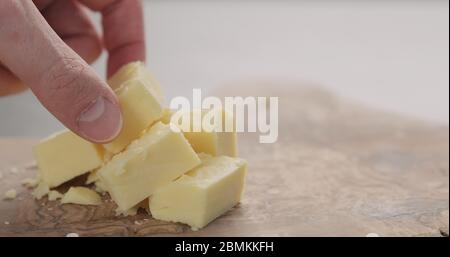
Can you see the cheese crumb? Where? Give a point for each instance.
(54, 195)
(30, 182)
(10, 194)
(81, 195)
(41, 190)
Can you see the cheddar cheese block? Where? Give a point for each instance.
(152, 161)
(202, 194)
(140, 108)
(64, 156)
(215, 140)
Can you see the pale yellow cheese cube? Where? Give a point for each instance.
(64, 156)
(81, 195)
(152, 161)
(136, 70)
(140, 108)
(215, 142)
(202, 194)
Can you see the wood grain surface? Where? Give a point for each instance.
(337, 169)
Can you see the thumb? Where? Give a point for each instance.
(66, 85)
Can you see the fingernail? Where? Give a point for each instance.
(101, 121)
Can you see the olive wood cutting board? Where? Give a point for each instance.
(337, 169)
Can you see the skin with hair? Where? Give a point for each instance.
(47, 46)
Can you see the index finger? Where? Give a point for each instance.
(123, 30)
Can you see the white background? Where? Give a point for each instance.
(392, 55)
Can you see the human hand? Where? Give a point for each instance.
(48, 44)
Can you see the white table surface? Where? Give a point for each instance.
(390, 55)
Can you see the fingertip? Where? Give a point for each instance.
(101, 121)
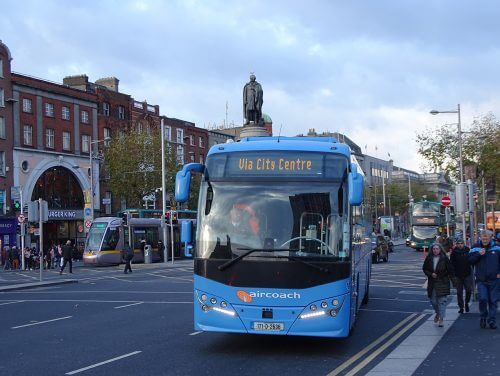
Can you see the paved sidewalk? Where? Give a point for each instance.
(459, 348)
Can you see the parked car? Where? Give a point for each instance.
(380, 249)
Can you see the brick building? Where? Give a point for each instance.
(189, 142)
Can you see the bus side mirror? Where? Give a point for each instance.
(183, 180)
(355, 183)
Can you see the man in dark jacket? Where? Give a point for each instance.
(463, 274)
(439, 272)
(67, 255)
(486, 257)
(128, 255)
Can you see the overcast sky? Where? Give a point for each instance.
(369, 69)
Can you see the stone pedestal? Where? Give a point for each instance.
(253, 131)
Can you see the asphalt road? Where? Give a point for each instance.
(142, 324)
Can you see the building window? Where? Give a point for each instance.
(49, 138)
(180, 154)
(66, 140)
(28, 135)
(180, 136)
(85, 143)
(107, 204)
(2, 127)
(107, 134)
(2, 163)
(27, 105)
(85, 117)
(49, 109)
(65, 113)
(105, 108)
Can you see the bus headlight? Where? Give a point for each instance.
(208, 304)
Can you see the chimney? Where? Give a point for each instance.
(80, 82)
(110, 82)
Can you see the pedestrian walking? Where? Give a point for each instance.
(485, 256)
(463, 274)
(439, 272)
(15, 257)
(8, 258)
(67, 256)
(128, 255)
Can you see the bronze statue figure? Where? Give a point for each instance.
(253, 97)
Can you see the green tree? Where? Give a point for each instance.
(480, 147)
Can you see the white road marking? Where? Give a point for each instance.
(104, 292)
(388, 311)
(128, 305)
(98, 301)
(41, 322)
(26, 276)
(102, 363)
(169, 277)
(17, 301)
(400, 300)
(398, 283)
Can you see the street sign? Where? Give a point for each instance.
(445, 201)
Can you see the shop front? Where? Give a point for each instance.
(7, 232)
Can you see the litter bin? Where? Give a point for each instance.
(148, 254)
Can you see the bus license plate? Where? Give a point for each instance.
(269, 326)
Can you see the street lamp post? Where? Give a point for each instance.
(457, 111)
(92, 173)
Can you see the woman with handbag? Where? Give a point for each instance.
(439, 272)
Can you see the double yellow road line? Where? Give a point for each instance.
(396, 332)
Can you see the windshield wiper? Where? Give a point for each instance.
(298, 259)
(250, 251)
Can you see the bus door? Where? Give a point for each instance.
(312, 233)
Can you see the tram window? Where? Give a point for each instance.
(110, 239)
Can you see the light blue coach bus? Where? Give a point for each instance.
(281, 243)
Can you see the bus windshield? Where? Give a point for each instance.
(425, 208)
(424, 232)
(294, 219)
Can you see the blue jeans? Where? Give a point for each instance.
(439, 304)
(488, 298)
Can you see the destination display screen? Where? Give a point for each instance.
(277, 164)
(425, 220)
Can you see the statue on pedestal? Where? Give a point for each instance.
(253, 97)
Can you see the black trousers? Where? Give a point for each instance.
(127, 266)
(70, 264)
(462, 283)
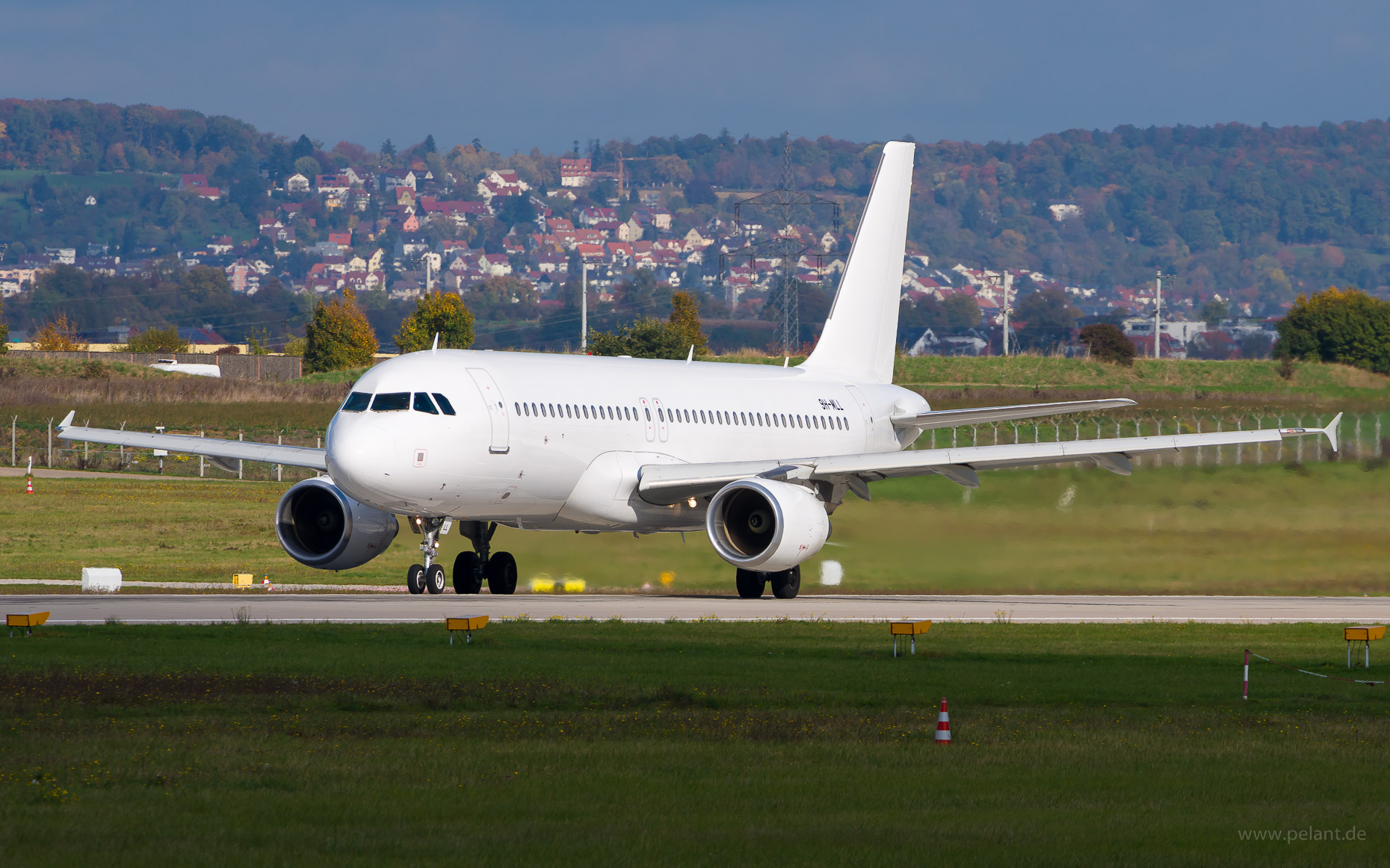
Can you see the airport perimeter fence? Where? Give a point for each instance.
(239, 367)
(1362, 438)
==
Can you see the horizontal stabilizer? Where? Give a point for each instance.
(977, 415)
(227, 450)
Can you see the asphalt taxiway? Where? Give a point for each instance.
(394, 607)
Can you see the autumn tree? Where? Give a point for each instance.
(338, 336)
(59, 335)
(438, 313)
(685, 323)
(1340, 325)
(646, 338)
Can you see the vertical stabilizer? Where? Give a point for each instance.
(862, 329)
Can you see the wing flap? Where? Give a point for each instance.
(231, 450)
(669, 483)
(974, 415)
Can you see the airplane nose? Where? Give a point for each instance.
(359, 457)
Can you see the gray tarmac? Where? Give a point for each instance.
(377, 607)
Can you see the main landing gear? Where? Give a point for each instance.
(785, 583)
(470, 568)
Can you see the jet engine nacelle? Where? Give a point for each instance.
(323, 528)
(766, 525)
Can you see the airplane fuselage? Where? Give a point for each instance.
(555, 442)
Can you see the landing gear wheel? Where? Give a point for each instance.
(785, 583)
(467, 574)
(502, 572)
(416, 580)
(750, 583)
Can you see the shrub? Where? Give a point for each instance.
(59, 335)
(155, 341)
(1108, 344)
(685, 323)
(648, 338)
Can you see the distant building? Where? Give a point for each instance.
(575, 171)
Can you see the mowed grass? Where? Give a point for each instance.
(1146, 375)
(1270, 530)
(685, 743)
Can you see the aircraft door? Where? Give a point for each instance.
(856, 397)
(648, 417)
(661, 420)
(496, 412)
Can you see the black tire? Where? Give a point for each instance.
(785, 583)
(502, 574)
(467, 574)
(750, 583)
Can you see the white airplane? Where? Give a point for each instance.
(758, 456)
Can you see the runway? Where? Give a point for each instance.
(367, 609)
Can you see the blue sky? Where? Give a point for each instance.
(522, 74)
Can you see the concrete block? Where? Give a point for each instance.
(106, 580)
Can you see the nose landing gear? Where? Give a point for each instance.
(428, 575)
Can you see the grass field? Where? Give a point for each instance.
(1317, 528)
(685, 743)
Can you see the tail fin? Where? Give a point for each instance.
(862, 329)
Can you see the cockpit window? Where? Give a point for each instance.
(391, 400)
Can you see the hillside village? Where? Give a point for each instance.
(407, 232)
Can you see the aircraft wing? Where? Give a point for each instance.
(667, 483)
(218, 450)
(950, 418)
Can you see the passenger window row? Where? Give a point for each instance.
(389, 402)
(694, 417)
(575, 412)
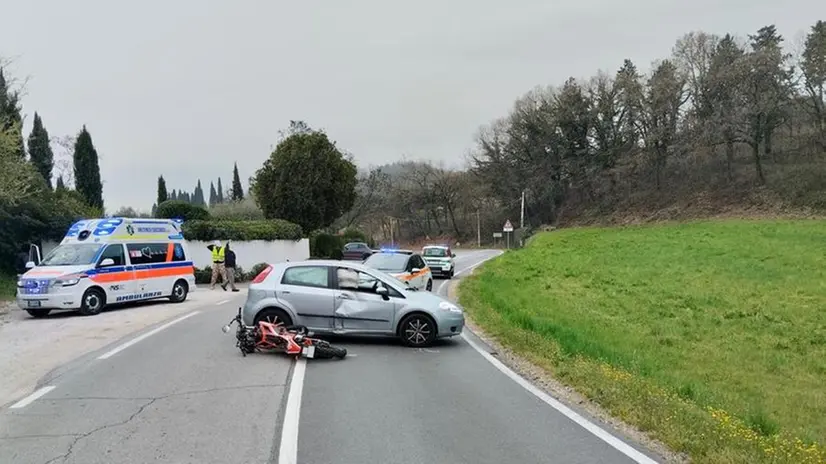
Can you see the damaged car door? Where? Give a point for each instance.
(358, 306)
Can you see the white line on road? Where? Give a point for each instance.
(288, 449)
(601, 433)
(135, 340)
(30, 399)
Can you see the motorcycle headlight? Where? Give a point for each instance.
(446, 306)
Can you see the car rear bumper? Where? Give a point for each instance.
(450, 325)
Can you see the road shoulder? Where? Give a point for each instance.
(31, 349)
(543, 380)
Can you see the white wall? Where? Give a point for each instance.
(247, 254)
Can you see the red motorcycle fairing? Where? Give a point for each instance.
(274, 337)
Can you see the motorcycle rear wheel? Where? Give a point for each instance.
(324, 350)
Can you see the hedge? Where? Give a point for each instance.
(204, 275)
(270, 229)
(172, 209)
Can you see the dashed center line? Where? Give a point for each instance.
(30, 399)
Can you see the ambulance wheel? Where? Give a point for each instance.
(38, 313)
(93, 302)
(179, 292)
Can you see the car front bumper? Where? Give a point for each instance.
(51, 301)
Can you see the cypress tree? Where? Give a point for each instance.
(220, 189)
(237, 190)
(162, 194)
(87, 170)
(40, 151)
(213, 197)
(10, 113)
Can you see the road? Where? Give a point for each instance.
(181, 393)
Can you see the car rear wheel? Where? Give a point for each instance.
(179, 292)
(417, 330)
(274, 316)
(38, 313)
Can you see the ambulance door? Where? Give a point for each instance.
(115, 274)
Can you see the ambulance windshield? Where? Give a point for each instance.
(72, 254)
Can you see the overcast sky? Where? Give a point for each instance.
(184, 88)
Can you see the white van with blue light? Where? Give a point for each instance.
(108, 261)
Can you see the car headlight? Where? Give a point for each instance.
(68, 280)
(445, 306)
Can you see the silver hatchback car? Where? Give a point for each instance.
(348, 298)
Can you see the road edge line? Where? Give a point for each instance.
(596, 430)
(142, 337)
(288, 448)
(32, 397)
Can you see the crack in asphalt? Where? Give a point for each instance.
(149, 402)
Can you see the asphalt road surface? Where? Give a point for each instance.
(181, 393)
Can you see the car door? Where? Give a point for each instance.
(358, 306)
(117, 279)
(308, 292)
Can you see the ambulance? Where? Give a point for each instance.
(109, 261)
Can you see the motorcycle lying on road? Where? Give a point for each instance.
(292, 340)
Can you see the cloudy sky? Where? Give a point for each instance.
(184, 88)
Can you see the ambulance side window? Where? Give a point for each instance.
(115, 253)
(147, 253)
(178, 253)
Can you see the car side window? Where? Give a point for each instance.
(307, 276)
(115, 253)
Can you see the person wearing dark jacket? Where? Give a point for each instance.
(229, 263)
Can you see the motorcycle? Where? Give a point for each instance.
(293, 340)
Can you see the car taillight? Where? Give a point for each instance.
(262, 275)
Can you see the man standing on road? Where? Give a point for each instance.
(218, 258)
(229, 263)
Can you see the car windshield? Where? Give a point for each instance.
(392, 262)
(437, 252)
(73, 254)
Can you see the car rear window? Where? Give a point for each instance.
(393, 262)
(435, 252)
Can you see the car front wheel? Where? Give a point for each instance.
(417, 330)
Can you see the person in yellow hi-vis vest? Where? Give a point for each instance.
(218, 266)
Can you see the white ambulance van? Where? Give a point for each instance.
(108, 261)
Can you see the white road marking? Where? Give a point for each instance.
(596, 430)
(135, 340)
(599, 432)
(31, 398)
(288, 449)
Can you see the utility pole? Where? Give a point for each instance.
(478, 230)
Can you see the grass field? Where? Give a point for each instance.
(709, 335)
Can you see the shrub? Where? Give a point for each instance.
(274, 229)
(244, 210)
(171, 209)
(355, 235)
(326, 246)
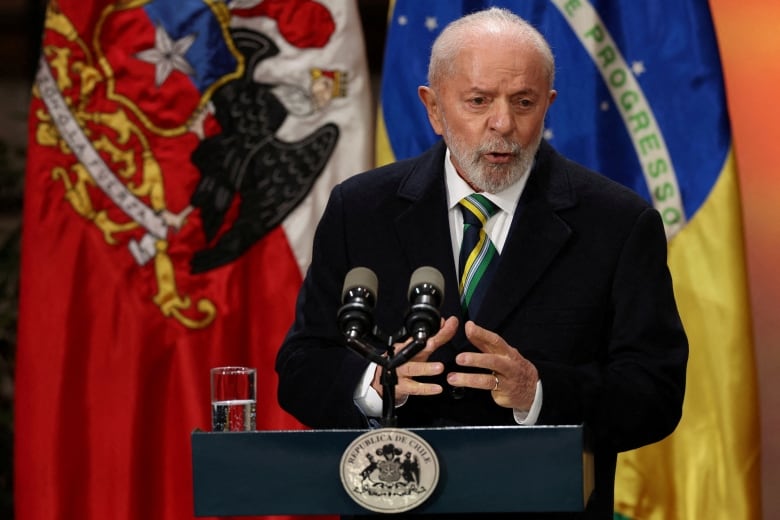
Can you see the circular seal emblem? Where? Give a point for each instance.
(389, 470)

▸ **Work to do**
Which lines of the items contain the string "surface"? Return every such line in full, with uppercase and lowercase treated as different.

▸ **Response below**
Can you see the wood grain surface? Where? Give a point for each instance.
Can you see the white table surface? Where? Give a point for each instance.
Can you see the asphalt road surface? Where? Give a point for each instance.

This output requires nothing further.